**Kutipan Terpilih:**
++++++

Selasa, 23 Agustus 2011

mengoreskan surat untuk perjuangan

Kawan-kawan mahasiswa setanah air masih ingatkah kalian. Mulai dari kebijakan hak pekerja dan buruh kontrak, konversi minyak dengan mengucurkan dana lewat hutang luar negeri, kebijakan pasar bebas dunia, kecurangan pemilu lewat dana pejabat BUMN, dan lain-lain. Barangkali kawan-kawan juga sudah mulai bosan dengan berita penanganan konspirasi bailout century yang merupakan sebagian kecil mata rantai untuk menunjukkan kepada busuknya pemerintahan demokrasi negeri ini.
Sesungguhnya hal-hal tersebut mungkin tidak berdampak besar bagi kita, mahasiswa yang masih ditanggung hidupnya oleh kedua orang tua dan belum menangung kewajiban sebuah keluarga.
“Tahu apa kita dengan urusan belanja ibu untuk makan sekeluarga ?”
“Apa kita juga tahu sang ayah bekerja membanting tulang untuk mensejahterakan anak-anaknya ?”
Mungkin kita tidak tahu hal itu karena saat ini kita masih saja disibukkan oleh kuliah, kegiatan hura-hura kampus, ataupun ngerumpi di kantin. Bukankah kita manusia memiliki hati nurani, saat kita lihat di kemacetan jalan bocah-bocah kecil mengais sedekah dengan suaranya yang mungil, ibu-ibu menggendong bayinya meminta harapan dari balik kaca mobil-mobil mewah.
“Mungkinkah dengan pemberian seribu rupiah dari kita, mereka dapat keluar dari kemelaratan hidup?”
Ataupun kita memiliki persepsi yang sama;
“Kenapa mereka mau bekerja seperti itu? Sampai tahun jebot pun bekerja demikian tak akan membawa mereka menjadi sejahtera”
Atau,
“Siapa suruh jadi orang miskin dan malas?”
Ya Gusti, sungguh teganya mulut kita menerkam bagai anjing gila. Kita bukan saja layaknya anjing gila, tapi bahkan hantu belau tak menapak yang lupa akan daratannya. INGATLAH ! bahwa kelas sosial kita sebagai mahasiswa yang dipersiapkan menjadi pemimpin masyarakat tertindas. Mereka menunggu kita untuk mengawal mereka bertindak melawan sistem negeri ini yang tak berpihak bagi masyarakat kelas menengah ke bawah.
KINI SAATNYA KITA BERBAKTI UNTUK IBU PERTIWI, UNTUK AYAH DAN IBU, UNTUK BOCAH KECIL DAN IBU-IBU YANG MENGAIS MAKAN DI JALANAN. SAAT SISTEM HARI INI TIDAK LAGI MEMIHAK MASYARAKATNYA, SAAT PEMIMPIN KITA DISIBUKKAN UNTUK MENGISI PERUT GENDUTNYA, HANYA ADA SATU KATA : “LAWAN”

++++++

**Informasi yang Diberikan:**
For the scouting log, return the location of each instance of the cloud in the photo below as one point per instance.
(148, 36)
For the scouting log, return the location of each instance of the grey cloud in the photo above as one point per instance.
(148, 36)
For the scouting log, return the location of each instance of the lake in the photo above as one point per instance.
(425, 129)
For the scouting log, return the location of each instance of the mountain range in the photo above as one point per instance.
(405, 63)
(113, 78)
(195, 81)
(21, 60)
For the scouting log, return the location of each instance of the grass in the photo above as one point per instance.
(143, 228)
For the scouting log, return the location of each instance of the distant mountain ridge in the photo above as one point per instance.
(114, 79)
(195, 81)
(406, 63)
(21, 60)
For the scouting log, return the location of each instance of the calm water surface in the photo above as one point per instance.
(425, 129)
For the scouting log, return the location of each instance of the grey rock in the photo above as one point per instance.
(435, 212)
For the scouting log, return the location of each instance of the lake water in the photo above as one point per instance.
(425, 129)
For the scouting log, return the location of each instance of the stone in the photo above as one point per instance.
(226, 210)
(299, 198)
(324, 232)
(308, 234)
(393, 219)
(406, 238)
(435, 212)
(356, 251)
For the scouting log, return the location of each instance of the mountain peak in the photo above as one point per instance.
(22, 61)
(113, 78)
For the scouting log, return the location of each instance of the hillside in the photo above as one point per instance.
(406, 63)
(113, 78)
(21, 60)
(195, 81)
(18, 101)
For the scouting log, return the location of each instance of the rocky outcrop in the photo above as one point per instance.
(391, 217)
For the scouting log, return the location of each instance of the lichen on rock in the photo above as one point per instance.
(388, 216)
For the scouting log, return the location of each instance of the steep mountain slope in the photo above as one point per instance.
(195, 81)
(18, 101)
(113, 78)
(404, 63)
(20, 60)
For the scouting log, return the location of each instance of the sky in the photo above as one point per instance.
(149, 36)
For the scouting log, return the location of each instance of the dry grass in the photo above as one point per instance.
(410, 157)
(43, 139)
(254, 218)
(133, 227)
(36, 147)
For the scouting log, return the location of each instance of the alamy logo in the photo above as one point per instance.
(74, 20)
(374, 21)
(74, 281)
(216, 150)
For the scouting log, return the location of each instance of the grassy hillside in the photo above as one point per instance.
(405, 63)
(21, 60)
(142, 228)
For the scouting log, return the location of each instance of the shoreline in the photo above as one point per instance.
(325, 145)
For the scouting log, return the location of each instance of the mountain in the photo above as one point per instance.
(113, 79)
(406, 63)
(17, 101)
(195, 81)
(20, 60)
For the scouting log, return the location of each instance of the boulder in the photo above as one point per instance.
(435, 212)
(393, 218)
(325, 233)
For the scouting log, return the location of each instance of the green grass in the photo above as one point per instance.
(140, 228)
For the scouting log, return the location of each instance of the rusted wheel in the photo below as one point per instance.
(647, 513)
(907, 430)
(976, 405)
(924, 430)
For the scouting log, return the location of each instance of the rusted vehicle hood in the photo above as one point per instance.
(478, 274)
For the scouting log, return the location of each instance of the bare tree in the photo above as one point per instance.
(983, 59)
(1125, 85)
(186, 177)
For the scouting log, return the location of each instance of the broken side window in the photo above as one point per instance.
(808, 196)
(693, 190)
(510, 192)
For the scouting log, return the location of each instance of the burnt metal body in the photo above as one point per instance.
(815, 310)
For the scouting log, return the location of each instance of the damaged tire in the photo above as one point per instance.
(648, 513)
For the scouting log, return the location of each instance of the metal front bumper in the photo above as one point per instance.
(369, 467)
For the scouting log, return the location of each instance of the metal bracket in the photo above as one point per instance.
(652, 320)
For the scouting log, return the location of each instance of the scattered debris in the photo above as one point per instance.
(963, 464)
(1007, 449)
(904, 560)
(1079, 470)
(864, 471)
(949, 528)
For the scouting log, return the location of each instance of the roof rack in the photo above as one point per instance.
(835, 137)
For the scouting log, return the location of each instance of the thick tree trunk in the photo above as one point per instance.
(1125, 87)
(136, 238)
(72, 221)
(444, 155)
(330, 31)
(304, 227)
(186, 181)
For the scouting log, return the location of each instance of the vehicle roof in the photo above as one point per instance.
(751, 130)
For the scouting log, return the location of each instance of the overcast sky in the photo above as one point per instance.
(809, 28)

++++++

**Soal Tertulis:**
Lanjutkan tulisan berisi seruan perjuangan kepada mahasiswa itu setelah kalimat terakhirnya. Baris-baris data berasal dari sumber yang berbeda dengan tulisan.

**Jawaban:**
Kawan, inilah persembahan dariku untukmu. Mungkin juga surat ini surat yang terakhir dariku untuk kalian karena besok atau lusa atau minggu depan atau sampai kapan pun, aku tetaplah seorang demonstran. Aku akan berada di garda paling depan untuk menghantarkan suara-suara rintihan keluargaku yang ada di jalanan. Aku tak peduli, bila nanti aku tumbang, saat mengulurkan tangan kiriku menggenggam sang merah putih dikolong langit nan indah bumi pertiwi ini, aku akan tetap tegar berdiri dan berteriak menghadang lawanku di depan sana. Sekompi polisi yang menghadang membentengi penguasa gila di istananya sekalipun akan aku lawan. Karena barang siapa yang menghalangi aku untuk mencapai perubahan adalah musuh bagiku.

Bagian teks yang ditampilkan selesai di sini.